Instructions
[1] In the article about the Moscow bar beating, which district does Vera Kichanova represent as a municipal deputy?
[2] Copy the article about the Moscow bar beating word for word, from "Vera Kichanova, Slon.ru" to "but by deed.".

Deputy and Slon Journalist Beaten by Homophobes in Moscow Bar

August 6, 2013
Municipal deputy and Slon journalist Vera Kichanova | Slon

Vera Kichanova, Slon.ru journalist; a municipal deputy for the South Tushino district; and [Kichanova’s] companions were beaten at Kamchatka bar. Some female guests at the bar, and then the men in their group, were unhappy with the way Vera’s friends looked and decided to demonstrate their dislike of homosexuals, not only by word but by deed.

Here’s what Vera wrote on her Facebook:

 “…Some woman comes flying at us with shouts of “Pidory!” [pederasts] and starts beating us. They were confused and tried to calm her down. Another woman ran up and also threw herself at us, and then three guys from the same group. At one point all five of them were beating my one friend who lay down, covering his head with his hands.”

Raw data
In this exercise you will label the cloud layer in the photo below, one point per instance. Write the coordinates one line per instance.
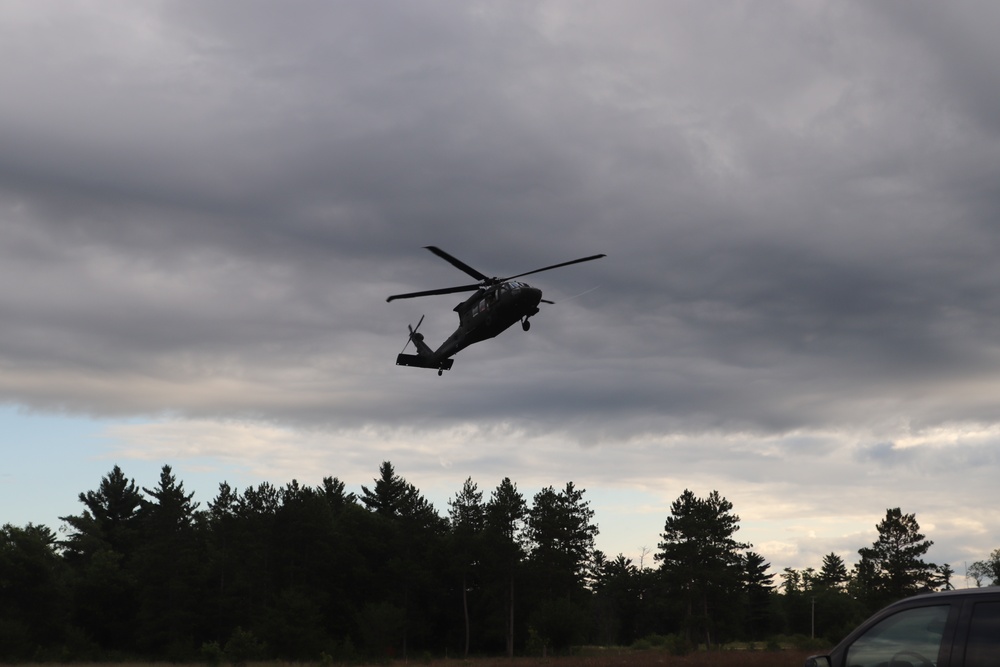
(203, 208)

Results by task
[1] South Tushino

[2]
Vera Kichanova, Slon.ru journalist; a municipal deputy for the South Tushino district; and [Kichanova’s] companions were beaten at Kamchatka bar. Some female guests at the bar, and then the men in their group, were unhappy with the way Vera’s friends looked and decided to demonstrate their dislike of homosexuals, not only by word but by deed.